| Activity |
From the first record to the last, write each one out again exactly.

| Data shown |

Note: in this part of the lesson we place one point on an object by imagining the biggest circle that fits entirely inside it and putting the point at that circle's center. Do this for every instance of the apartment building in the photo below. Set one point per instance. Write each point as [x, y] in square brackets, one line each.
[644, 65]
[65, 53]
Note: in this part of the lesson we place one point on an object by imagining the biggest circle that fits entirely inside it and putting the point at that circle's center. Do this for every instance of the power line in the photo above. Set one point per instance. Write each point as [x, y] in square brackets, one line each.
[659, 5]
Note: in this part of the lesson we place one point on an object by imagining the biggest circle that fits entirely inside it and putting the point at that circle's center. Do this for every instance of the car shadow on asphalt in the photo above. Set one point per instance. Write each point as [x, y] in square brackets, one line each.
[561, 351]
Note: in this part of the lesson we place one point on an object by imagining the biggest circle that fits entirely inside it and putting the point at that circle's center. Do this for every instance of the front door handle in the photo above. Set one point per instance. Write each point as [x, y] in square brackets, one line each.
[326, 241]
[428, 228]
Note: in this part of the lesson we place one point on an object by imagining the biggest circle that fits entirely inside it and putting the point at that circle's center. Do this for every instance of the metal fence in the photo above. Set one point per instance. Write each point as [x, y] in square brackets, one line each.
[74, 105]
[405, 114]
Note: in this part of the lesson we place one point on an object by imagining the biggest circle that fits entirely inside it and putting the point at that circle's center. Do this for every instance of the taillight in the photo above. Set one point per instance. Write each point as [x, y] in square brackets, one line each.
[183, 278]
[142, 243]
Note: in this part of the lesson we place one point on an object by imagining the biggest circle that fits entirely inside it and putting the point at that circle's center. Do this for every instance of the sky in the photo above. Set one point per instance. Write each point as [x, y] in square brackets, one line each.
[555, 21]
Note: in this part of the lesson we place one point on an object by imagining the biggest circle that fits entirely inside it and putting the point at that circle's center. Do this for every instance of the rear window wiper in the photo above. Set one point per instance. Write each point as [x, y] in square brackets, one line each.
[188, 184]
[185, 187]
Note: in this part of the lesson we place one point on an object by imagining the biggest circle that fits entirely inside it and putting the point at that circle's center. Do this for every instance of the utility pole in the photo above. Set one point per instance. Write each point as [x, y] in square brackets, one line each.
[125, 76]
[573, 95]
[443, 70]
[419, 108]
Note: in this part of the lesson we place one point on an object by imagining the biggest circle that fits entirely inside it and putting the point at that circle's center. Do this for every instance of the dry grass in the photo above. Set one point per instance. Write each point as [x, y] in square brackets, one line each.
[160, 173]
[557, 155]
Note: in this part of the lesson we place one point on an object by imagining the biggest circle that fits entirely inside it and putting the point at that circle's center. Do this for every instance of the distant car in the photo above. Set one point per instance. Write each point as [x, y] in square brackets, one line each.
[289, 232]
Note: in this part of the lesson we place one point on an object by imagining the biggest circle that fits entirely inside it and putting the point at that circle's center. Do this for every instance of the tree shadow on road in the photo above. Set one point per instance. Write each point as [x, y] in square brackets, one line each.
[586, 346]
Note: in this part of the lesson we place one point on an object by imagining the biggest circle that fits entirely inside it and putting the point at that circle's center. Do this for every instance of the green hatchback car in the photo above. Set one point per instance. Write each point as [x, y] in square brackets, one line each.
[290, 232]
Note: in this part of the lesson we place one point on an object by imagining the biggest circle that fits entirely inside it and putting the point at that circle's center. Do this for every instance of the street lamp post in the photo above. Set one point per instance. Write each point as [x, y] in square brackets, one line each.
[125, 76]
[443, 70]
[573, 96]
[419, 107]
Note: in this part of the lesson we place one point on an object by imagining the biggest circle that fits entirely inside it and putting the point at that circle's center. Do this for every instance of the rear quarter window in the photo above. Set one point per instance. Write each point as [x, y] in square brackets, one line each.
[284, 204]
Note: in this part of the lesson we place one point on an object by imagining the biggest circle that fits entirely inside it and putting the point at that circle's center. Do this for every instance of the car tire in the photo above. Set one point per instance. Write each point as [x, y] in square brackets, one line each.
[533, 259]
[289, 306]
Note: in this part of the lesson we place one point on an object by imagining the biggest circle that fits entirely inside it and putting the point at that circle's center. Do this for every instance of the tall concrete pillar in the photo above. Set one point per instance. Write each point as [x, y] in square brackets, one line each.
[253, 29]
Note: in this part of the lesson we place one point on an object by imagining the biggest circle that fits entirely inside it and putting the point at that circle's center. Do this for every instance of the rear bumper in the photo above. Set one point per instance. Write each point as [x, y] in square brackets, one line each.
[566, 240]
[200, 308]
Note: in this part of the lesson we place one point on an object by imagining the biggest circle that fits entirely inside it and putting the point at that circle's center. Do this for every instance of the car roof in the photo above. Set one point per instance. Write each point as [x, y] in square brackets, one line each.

| Task response |
Note: in this part of the lesson we place one point on an object by imagining the biggest circle that fits entirely inside it and putting the point at that circle's center. Do this for every instance of the apartment building in the photo below. Set one point per instance. Write each point as [x, y] in square brackets, one line each.
[644, 65]
[65, 53]
Note: in this part of the lesson we place one point on an object by imagining the biggest circle that fits entirely inside it and putting the point at that circle's center. Do this for every instance of the power line in the photo above. Set one point per instance. Write each point as [x, y] in square brackets, one line each.
[659, 5]
Note: in this part of the lesson we place one point on an object by imagining the biggest circle that fits entirely inside it and putting the point at that circle's center. Do this for every instance of the car shadow on asphalt in the photo above. Set one point per instance. Write each point as [x, y] in square brackets, one line each.
[561, 351]
Note: in this part of the lesson we place one point on an object by imagining the biggest circle that fits entirely inside it and putting the point at that circle's center. Do this for every instance of the front door handle in the photo above. Set one point per instance. Write each point as [x, y] in square brackets, one line each.
[326, 241]
[428, 228]
Note: in this part of the lesson we place one point on an object by imagining the biggest circle that fits entirely inside it and putting the point at that circle's center. Do this for every instance of the metal fence in the photo above. Set one point per instance. Write each point as [x, y] in square brackets, one line each.
[74, 105]
[405, 114]
Note: in this part of the lesson we place one point on an object by imagining the biggest circle that fits entirely inside it and putting the point at that circle's center. Do this for every instance of the taillight in the photo above. Set one point per instance. Write each point as [x, y] in square brackets, one line each.
[183, 278]
[142, 243]
Note: in this part of the lesson we place one point on an object by imagining the biggest circle that fits entirely inside it and putting the point at that circle's center. Do this for every instance of the sky in the photo above. Set one point per instance. Write each point as [x, y] in square brackets, one line each.
[555, 21]
Note: in this part of the lesson we place one point on an object by imagining the biggest circle that fits entirely inside it and putting the point at that circle's center. Do this for every instance of the rear window wiper in the photo above. Set one point per instance. Write each point as [x, y] in square brackets, one line each.
[188, 184]
[185, 187]
Note: in this part of the lesson we place one point on an object by imagining the biggest circle that fits entirely inside it and putting the point at that circle's center. Do this for every instance of the utility pole in the photo above. Set one point per instance. Write each point as [x, y] in square brackets, one line each.
[125, 76]
[573, 95]
[443, 70]
[419, 108]
Note: in this part of the lesson we place one point on an object by imagining the biggest circle that fits entirely inside it and putting the point at that circle's center. Do this for every instance of the dry grass in the photo above. Set one point per instance. Write each point as [x, y] in square brackets, one line each.
[160, 173]
[557, 155]
Note: in this part of the lesson we place one point on an object by imagining the biggest circle that fits entirely inside it and putting the point at that circle's center. Do this for every instance of the distant car in the photo above. Set one point per instance. Write each point as [x, y] in square brackets, one line each.
[289, 232]
Note: in this part of the lesson we place one point on an object by imagining the biggest circle that fits entirely inside it and putting the point at that circle's center. Do this for every instance of the tree shadow on road in the photo above. Set one point per instance. Write each point as [x, y] in square brackets, one line each.
[586, 346]
Note: in this part of the lesson we place one point on an object by imagining the biggest circle that fits entirely inside it and putting the point at that circle's center. Do this for every instance of the green hatchback car in the photo above. Set one point per instance. Write each point as [x, y] in square brackets, one line each.
[290, 232]
Note: in this part of the lesson we place one point on an object by imagining the biggest circle that fits entirely inside it and putting the point at that circle's center. Do this for every instance of the street lamp post in the photo above. Set one point per instance. Write each point as [x, y] in square brackets, one line each.
[125, 76]
[443, 70]
[573, 96]
[419, 107]
Note: in this part of the lesson we place one point on an object by imagining the biggest circle that fits entirely inside it and putting the point at that circle's center. Do this for every instance of the rear quarter window in the photo above. Set one point per instance. Write each point as [x, y] in square brackets, one line each.
[284, 204]
Note: in this part of the lesson we place one point on an object by imagining the biggest circle that fits entirely inside it and putting the point at that circle's center. Do this for every instance of the car tire in the photo above. Set one point per instance. Write each point as [x, y] in square brackets, one line each.
[533, 259]
[289, 306]
Note: in this part of the lesson we place one point on an object by imagining the biggest circle that fits entirely inside it and putting the point at that circle's center. Do this for every instance of the tall concrete pillar in the photo above. Set one point per instance. Write each point as [x, y] in square brackets, one line each.
[253, 29]
Note: in this part of the lesson we place one point on an object by imagining the biggest circle that fits entirely inside it and putting the point at that circle's center. Do this for every instance of the rear bumper in the photo above. Set one point per instance. Write each point as [x, y] in square brackets, one line each.
[566, 240]
[200, 308]
Note: in this part of the lesson we place one point on an object by imagining the biggest circle that fits entirely inside it and putting the point at that circle's center. Do this for every instance of the car roof in the photo above. Set one point per instance. Write each point as [x, y] in square brackets, one line each.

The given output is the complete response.